>> BEGIN Text segment
Blogs > Troy Talk

Record staffers bring you information on the comings and goings of New York's Collar City.

Tuesday, May 26, 2009

Gordon to annouce his candidacy

Lansingburgh resident and community advocate, Jim Gordon will be announcing his candidacy for the soon-to-be-vacant District 1 seat on the City Council Thursday morning. He is expected to face off against Democratic candidate Kevin McGrath for the seat in November.

From a press release on the announcement:
"An organizer of the North Lansingburgh Neighborhood Watch and chairman of the Uncle Sam Parade Committee, Jim’s primary interest in seeking this position is to help keep Lansingburgh a family‐friendly place to live, work, and play. He aims to achieve this by strengthening the
many positive aspects of the community, while identifying the root causes for quality of life issues and eradicating them. He expects to work collaboratively with people of diverse opinions and ideas to forge consensus on the difficult and debatable issues that will face the city. Jim looks upon this office as an opportunity to continue his commitment to community service.
>> END Text segment
Tasks to carry out:
1. Please translate this sentence from the post about Jim Gordon's candidacy into Spanish: "He is expected to face off against Democratic candidate Kevin McGrath for the seat in November."
2. Go on with the post about Jim Gordon's candidacy from the point where it stops.
The records play no part in this work.
>> BEGIN Provided information
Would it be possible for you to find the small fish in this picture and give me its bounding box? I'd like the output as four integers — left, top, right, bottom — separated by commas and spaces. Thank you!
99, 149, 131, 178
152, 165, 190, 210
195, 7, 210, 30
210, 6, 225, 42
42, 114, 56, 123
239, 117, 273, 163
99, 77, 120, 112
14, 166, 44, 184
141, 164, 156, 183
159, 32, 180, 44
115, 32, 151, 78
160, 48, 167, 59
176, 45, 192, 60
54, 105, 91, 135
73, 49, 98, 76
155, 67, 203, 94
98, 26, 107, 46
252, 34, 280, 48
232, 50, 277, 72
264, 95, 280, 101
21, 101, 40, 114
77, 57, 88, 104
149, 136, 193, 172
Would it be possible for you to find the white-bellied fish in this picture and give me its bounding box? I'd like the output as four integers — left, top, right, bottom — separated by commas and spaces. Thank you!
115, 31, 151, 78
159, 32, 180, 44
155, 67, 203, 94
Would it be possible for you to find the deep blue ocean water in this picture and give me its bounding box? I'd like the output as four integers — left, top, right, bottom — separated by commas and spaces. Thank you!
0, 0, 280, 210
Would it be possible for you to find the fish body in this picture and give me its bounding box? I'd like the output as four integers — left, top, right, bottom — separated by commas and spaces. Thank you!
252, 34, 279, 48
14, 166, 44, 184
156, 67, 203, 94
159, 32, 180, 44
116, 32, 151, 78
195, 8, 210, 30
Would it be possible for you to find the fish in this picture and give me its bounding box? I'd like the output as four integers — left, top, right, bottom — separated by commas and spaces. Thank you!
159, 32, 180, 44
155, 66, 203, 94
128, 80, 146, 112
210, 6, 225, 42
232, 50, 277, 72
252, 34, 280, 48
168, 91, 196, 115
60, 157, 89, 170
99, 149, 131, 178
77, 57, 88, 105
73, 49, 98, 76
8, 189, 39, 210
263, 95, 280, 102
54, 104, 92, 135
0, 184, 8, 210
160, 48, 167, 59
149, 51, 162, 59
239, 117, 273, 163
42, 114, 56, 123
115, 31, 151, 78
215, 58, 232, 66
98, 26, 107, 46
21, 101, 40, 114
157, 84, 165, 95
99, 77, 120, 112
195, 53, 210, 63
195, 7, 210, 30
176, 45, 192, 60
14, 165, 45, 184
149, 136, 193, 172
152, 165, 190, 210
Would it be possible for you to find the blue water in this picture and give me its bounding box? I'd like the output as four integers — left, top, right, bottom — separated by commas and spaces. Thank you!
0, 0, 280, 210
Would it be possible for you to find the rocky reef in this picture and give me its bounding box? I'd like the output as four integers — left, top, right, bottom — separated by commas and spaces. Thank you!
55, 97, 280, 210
>> END Provided information
Responses to the exercise:
1. Se espera que se enfrente al candidato demócrata Kevin McGrath por el escaño en noviembre.

2.
Jim is a life‐long resident of Troy and with his wife, Melissa, owns a home in Lansingburgh. Jim received a degree in Business Management from Delhi College. Now 29 years old, Jim works for Schrader and Company,Inc., a residential remodeling and cabinetmaking firm, as Director of the Business and Public divisions. Just as Jim continues to contribute to his community, he does so for the industry in‐which he earns his living. Jim has served on several board‐of‐directors for local business and trade associations. Jim has over 10 years experience working for small‐businesses in the residential and commercial construction industry. As a proven leader, Jim’s experience and his unwavering approach will prove to be vital in the coming years in Lansingburgh.

Understanding how to successfully identify and leverage future investment in residential and commercial economical development, within today’s 'new' economy, will be vital to the continued stability of Lansingburgh and the city of Troy."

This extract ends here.